### SELECTED EXTRACT
········
Small Businesses and Low Hazard Workplaces

Lord Young was particularly concerned that low risk workplaces such as shops and offices should not be required to complete far reaching risk assessments or to consider fanciful risks. His report includes the following recommendations specifically for small businesses and low risk workplaces:

  • Simplify the risk assessment procedure for low hazard workplaces. The report recommends the HSE should create simpler interactive risk assessments for such workplaces and make them available on its website;
  • The HSE should also create periodic checklists enabling those working in low risk environments to check and record compliance;
  • Exempt employers from risk assessments for those employees working from home in a low hazard environment; and
  • Exempt self-employed people in low hazard businesses from risk assessments.

It is clear that the report was produced in close cooperation with the HSE, who responded quickly to some of the recommendations. Indeed, the day the report came out the HSE published a new 20-minute online risk assessment for offices, with the promise of others to follow.

The recommendations do seek to remove an element of the uncertainty and administrative burden on smaller businesses and those involved in low risk activities. However, although the removal of the need for written risk assessments is suggested, in the limited occasions mentioned, it must be remembered that this would not exempt an employer from prosecution in the event of an incident.

Big Business

Lord Young makes it clear in the report that in material ways he considers the current system effective and appropriate for high risk industries and big business.

The report criticises the impact of the Primary Authority Scheme, introduced in 2009, which enables a multi-site business with offices across the country to deal with one principal authority to agree the standards applied on all their premises. The aim of the scheme was to reduce inconsistencies, in enforcement and the like. However, particular problems include the failure of some local authorities to participate in an inspection plan drawn up by principal authority and business. The report suggests a consultation on implementing an improved system in early 2011.

Health and Safety Consultants

What Lord Young sees as under qualified and over zealous health and safety consultants come in for particularly trenchant criticism. He considers that such consultants often seek to reduce all risk, as opposed to applying the statutory test of what is reasonably practicable. Some might consider the attack on consultants, which reappears a number of times and stands out in the report, rather curious and unfair. For one thing, Lord Young’s criticisms could equally be levelled at a certain type of HSE inspector.

To halt the damaging effect of these consultants, he recommends that consultants should be accredited to a professional body and that a web based directory of accredited consultants should be created. The HSE have already announced that a voluntary register called the Occupational Safety Consultants Register will go live in January 2011. Joining criteria include chartered membership of IOSH or other specified safety bodies, and a commitment to providing proportionate advice.


Just as he sees some consultants as overdoing the approach to risk, he criticises some insurance companies for requiring those businesses operating in low hazard environments to employ health and safety consultants to carry out assessments. The report states that where this is a requirement, only qualified consultants on the web-based directory should be employed for this task.
········
### COLLECTED DATA
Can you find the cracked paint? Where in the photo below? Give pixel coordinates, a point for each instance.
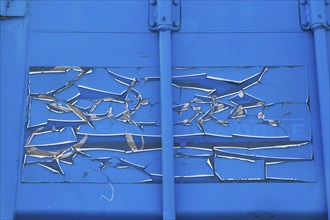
········
### DIRECTIVE
Using the excerpt on Lord Young's health and safety report, answer these:
(a) What did the HSE publish on the day the report came out?
(b) In what year was the Primary Authority Scheme introduced?
(c) When is the Occupational Safety Consultants Register set to go live?
Answer from the text alone, without relying on the data.

### SOLUTION TO THIS EXERCISE
(a) A new 20-minute online risk assessment for offices.
(b) 2009.
(c) January 2011.